==== Records for processing
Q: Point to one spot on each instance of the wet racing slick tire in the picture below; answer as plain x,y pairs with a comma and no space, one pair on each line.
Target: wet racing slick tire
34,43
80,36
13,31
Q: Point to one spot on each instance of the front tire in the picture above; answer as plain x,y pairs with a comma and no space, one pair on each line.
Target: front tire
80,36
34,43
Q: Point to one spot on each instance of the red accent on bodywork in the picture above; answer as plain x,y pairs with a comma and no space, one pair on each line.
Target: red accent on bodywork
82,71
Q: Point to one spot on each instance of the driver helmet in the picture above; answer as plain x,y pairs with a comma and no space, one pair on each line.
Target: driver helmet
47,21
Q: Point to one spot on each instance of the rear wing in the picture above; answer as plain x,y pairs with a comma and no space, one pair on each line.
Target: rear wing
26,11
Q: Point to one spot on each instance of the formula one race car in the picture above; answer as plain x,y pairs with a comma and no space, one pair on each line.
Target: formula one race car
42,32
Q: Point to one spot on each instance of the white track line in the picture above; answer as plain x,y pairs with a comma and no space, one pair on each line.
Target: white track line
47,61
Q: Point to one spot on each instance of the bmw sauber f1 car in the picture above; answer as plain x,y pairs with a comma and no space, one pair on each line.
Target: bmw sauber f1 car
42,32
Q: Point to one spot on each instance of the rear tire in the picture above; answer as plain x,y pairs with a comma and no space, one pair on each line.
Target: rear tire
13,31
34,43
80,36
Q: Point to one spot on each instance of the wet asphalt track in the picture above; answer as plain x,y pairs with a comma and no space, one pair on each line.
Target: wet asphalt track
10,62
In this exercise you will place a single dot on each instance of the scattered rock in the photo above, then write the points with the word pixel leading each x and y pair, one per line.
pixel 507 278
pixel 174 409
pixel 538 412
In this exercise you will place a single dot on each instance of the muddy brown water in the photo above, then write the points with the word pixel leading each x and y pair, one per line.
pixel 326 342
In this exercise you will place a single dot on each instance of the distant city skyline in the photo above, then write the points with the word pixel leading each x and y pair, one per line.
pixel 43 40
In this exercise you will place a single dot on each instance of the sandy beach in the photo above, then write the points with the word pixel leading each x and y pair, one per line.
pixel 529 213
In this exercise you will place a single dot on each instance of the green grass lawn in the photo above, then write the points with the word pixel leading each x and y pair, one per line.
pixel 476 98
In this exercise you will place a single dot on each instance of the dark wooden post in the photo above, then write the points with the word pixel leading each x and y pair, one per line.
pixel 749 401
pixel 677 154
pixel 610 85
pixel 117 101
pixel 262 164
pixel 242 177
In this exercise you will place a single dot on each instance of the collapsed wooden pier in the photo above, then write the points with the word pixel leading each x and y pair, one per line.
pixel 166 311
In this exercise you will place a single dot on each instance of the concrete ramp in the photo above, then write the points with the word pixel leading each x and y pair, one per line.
========
▶ _Problem_:
Every entry must appear in the answer exactly as written.

▶ _Output for this task_:
Q: Point to one spot on each instance of the wet racing slick tire in the picture below; answer as plain x,y pairs with a comma and no space, one pair on each line.
Target: wet racing slick tire
34,43
80,36
13,31
Q: Point to one spot on each instance of the front tire in the picture above; answer as plain x,y pairs with a comma and no space, one pair on each line.
Target: front tire
80,36
34,43
Q: Point to one spot on each instance of the red accent on bodywork in the picture above; answer as plain x,y pairs with a comma and no space, one pair on each line.
Target: red accent on bodywork
82,71
Q: Point to one spot on each instance of the driver helmet in the picture above; answer as plain x,y pairs with a comma and no space, one pair on each line.
Target: driver helmet
47,21
Q: Point to one spot on each instance of the rear wing in the picture above; answer as plain x,y pairs with a comma and no space, one pair on each line.
Target: rear wing
26,11
Q: Point to one spot on each instance of the formula one race car in the picture above; answer as plain x,y pairs with a comma and no space, one pair on each line.
Target: formula one race car
42,32
Q: Point to one spot on each instance of the white track line in the picture above; answer as plain x,y pairs with a comma and no space, one pair on each line.
Target: white track line
47,61
Q: Point to one spot on each instance of the bmw sauber f1 car in the picture above; answer as plain x,y pairs with a comma and no space, one pair on each line.
Target: bmw sauber f1 car
42,32
Q: Point to one spot on each instance of the rear tire in the picture above; answer as plain x,y pairs with a comma and no space, one pair on each line.
Target: rear tire
13,31
34,43
80,36
Q: Point to one spot on each instance of the wet asphalt track in the picture above; answer as plain x,y pairs with a comma and no space, one pair on each line.
Target: wet asphalt track
10,62
In this exercise you will place a single dot on each instance of the scattered rock in the photo above, then write the points with the word pixel leading each x and y pair, one per line.
pixel 507 278
pixel 174 409
pixel 538 412
In this exercise you will place a single dot on each instance of the muddy brown water in the photo above, then write the points with the word pixel leading each x and y pair, one per line.
pixel 326 342
In this exercise you will place a single dot on each instance of the distant city skyline in the photo above, then write the points with the word pixel leading each x and y pair, one per line.
pixel 43 40
In this exercise you will place a single dot on each instance of the sandy beach in the photo above, then write the points with the word pixel leading each x and y pair, one per line.
pixel 529 213
In this exercise you will place a single dot on each instance of the green grass lawn in the photo above, then write the points with the word pixel leading each x and y pair, one per line.
pixel 476 98
In this exercise you will place a single dot on each instance of the dark wooden post in the photo above, then write the points with the word pixel leading each x and y pair, one per line.
pixel 749 401
pixel 677 154
pixel 610 85
pixel 117 101
pixel 262 164
pixel 242 177
In this exercise you will place a single dot on each instance of the collapsed wooden pier in the photo above, then write the points with the word pixel leading each x and y pair, one per line.
pixel 166 311
In this exercise you will place a single dot on each instance of the concrete ramp in the photo above, then write the points with the word pixel leading each x and y pair, one per line.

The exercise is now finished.